══ Article ══

En ce qui concerne l'obligation de quitter le territoire :

- elle est insuffisamment motivée ; la préfète ne peut se borner à se référer à la décision de l'OFPRA sans s'en approprier les termes ;

- la préfète a omis d'exercer sa compétence en s'estimant en situation de compétence liée ;

- elle méconnaît l'article 3 de la convention européenne de sauvegarde des droits de l'homme et des libertés fondamentales et l'article L. 513-2 du code de l'entrée et du séjour des étrangers et du droit d'asile ;

- elle méconnaît l'article 8 de la convention européenne de sauvegarde des droits de l'homme et des libertés fondamentales ; le tribunal a commis une erreur en retenant qu'il était défavorablement connu des services de police alors que la préfecture n'a pas contesté son erreur sur ce point ;

- elle méconnaît les articles 3-1 et 16-1 de la convention de New York relative aux droits de l'enfant ;

- elle est entachée d'une erreur manifeste d'appréciation ;

En ce qui concerne le pays de renvoi :

- elle est insuffisamment motivée ; la préfète ne peut se borner à se référer à la décision de l'OFPRA sans s'en approprier les termes ;

- la préfète a omis d'exercer sa compétence en s'estimant en situation de compétence liée ;

- elle méconnaît l'article 3 de la convention européenne de sauvegarde des droits de l'homme et des libertés fondamentales et l'article L. 513-2 du code de l'entrée et du séjour des étrangers et du droit d'asile ; dès lors que la Géorgie est un pays sûr et que le recours contre la décision lui refusant l'asile introduit devant la cour nationale du droit d'asile n'est pas suspensif, la Cour doit la faire bénéficier du doute afin de ne pas l'exposer à un risque de traitement contraire aux articles 2 ou 3 de la convention européenne de sauvegarde des droits de l'homme et des libertés fondamentales ; en l'occurrence il existe un doute plus que sérieux sur la légalité de la décision de la renvoyer en Géorgie ;

- elle méconnaît l'article 8 de la convention européenne de sauvegarde des droits de l'homme et des libertés fondamentales ; le tribunal a commis une erreur en retenant que son époux était défavorablement connu des services de police alors que la préfecture n'a pas contesté son erreur sur ce point ;

- elle méconnaît les articles 3-1 et 16-1 de la convention de New York relative aux droits de l'enfant ;

- elle est entachée d'une erreur manifeste d'appréciation.

Par un mémoire en défense enregistré le 5 mai 2021, la préfète de la Gironde conclut au rejet de la requête. Elle soutient que les moyens ne sont pas fondés.

Mme F... a été admise au bénéfice de l'aide juridictionnelle totale par une décision du 28 janvier 2021.

═══
══ Données fournies ══

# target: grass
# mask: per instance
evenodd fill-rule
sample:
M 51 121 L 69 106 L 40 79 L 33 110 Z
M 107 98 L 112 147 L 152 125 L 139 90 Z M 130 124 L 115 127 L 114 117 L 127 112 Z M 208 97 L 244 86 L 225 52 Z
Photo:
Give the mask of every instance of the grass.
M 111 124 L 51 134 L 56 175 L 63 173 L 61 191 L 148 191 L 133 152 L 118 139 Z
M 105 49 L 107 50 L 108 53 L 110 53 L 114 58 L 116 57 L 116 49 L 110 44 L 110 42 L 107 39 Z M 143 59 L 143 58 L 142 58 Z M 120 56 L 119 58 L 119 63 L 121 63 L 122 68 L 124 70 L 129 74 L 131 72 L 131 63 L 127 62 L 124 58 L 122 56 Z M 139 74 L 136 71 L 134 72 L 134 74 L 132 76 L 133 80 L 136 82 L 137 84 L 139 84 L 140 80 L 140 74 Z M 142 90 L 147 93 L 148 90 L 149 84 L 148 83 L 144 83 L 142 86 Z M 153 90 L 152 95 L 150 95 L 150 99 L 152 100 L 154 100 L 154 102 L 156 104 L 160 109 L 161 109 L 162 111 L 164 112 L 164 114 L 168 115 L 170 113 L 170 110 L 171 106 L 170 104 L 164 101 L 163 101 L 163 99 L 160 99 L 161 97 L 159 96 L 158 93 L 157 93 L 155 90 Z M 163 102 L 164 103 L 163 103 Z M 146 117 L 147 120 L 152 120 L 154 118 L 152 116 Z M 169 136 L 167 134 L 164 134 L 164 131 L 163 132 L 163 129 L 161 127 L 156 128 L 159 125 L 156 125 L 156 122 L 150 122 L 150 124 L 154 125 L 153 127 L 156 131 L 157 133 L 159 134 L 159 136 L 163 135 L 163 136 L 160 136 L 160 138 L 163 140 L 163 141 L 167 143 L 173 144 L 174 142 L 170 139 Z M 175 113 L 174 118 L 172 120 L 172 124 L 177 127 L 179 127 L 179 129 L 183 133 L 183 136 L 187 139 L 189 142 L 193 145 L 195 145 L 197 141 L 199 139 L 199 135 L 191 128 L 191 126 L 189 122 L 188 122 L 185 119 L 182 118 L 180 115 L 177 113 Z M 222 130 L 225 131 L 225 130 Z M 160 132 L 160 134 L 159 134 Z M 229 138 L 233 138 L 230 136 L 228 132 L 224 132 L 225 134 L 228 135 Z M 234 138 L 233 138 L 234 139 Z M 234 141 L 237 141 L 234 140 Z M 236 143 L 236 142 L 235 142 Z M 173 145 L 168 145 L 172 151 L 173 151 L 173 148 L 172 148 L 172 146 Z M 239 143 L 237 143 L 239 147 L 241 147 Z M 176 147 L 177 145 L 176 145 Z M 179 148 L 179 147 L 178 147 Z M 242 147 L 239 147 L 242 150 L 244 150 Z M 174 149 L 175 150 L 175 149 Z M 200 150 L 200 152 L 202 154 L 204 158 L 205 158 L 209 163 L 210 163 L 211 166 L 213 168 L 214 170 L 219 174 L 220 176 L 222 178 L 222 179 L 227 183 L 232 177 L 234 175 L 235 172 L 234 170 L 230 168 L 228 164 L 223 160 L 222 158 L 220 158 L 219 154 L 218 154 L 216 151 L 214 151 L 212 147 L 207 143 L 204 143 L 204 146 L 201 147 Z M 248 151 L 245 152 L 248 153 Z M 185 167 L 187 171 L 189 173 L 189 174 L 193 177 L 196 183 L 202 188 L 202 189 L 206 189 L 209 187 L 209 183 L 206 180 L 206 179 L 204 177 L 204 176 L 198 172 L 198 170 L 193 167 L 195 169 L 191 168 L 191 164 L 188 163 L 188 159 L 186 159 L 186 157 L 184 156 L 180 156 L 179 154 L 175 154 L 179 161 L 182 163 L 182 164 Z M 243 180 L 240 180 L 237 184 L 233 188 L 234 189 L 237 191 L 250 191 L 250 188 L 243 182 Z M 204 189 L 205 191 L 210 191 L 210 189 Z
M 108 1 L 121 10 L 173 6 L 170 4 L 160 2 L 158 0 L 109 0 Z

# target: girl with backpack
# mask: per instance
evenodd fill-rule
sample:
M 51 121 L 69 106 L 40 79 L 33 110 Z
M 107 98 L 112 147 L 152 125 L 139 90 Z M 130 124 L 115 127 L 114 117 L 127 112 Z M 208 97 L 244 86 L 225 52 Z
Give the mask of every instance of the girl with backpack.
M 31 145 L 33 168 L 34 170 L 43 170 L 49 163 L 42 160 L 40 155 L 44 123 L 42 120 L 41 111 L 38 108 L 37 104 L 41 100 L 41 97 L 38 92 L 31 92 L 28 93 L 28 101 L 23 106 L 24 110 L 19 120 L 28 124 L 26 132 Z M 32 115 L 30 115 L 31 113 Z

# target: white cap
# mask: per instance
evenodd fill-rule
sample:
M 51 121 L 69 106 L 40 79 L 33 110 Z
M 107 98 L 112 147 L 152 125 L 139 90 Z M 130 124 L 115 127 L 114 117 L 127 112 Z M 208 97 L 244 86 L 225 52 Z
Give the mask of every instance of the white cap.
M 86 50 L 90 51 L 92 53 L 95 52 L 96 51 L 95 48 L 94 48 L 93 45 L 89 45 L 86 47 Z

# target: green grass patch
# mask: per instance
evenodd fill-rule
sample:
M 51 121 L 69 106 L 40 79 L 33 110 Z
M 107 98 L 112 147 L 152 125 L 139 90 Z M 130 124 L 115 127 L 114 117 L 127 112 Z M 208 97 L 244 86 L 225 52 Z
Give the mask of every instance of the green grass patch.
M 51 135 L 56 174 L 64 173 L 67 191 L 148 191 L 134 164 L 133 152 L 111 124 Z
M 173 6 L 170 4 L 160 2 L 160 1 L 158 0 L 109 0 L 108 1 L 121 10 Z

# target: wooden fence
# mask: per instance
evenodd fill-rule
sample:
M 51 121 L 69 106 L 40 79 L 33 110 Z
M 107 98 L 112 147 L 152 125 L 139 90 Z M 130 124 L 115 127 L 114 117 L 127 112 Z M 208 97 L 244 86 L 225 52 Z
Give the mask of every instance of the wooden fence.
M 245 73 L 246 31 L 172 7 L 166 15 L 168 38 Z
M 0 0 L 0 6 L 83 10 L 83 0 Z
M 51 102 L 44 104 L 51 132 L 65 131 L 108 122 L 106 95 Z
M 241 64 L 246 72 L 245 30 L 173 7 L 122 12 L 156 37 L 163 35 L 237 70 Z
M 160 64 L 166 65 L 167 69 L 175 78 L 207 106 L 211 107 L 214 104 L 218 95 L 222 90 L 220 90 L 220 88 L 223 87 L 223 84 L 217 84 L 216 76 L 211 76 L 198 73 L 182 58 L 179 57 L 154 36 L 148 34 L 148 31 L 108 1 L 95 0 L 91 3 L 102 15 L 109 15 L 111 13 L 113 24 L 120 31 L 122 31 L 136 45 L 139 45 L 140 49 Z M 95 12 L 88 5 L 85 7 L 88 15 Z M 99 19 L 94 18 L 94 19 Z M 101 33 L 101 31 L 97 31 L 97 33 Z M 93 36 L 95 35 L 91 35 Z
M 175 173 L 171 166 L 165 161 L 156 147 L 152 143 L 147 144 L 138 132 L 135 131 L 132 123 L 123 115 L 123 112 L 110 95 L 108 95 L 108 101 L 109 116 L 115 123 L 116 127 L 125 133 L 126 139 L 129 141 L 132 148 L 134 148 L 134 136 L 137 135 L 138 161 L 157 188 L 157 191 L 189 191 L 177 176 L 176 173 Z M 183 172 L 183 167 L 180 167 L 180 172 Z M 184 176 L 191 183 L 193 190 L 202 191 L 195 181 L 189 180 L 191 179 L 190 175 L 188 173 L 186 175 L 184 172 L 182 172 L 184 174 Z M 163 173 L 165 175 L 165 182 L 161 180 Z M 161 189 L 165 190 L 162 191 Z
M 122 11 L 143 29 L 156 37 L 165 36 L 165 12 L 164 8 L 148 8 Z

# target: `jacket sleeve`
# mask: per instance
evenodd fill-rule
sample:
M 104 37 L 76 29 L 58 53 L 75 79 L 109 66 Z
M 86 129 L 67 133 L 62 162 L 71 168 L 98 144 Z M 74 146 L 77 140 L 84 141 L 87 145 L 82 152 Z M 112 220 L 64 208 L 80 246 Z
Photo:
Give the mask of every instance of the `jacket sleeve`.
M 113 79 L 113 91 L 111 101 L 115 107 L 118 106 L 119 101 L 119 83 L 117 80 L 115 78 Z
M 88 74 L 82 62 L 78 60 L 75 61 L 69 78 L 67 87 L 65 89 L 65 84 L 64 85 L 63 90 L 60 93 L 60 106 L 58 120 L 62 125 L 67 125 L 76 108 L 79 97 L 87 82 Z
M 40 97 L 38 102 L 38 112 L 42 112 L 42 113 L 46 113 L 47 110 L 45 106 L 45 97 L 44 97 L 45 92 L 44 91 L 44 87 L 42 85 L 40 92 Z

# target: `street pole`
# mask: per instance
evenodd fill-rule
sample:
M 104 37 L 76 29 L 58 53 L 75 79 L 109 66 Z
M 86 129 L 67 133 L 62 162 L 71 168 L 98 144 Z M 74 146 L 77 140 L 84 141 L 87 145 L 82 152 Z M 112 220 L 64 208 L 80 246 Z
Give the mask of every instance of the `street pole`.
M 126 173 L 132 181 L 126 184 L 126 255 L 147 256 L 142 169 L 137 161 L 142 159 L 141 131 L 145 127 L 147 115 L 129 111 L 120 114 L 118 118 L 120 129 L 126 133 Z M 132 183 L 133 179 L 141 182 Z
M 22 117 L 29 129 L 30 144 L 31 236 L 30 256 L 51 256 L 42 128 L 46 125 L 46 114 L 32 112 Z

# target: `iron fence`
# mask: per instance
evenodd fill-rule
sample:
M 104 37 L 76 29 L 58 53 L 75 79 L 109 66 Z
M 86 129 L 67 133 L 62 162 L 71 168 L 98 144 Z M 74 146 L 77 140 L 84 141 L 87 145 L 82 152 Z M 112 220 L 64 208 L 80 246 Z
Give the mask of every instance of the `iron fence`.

═══

Vos tâches ->
1. Pouvez-vous recopier le passage de l'article compris entre « Par un mémoire » et « sont pas fondés. », ces deux extrémités incluses ?
2. Pouvez-vous répéter à l'identique les lignes des données fournies, depuis la toute première jusqu'à celle qui contient « M 111 124 L », cette dernière incluse ?

Liste des réponses ->
1.
Par un mémoire en défense enregistré le 5 mai 2021, la préfète de la Gironde conclut au rejet de la requête. Elle soutient que les moyens ne sont pas fondés.

2.
# target: grass
# mask: per instance
evenodd fill-rule
sample:
M 51 121 L 69 106 L 40 79 L 33 110 Z
M 107 98 L 112 147 L 152 125 L 139 90 Z M 130 124 L 115 127 L 114 117 L 127 112 Z M 208 97 L 244 86 L 225 52 Z
Photo:
Give the mask of every instance of the grass.
M 111 124 L 51 134 L 56 175 L 63 173 L 61 191 L 148 191 L 133 152 L 118 139 Z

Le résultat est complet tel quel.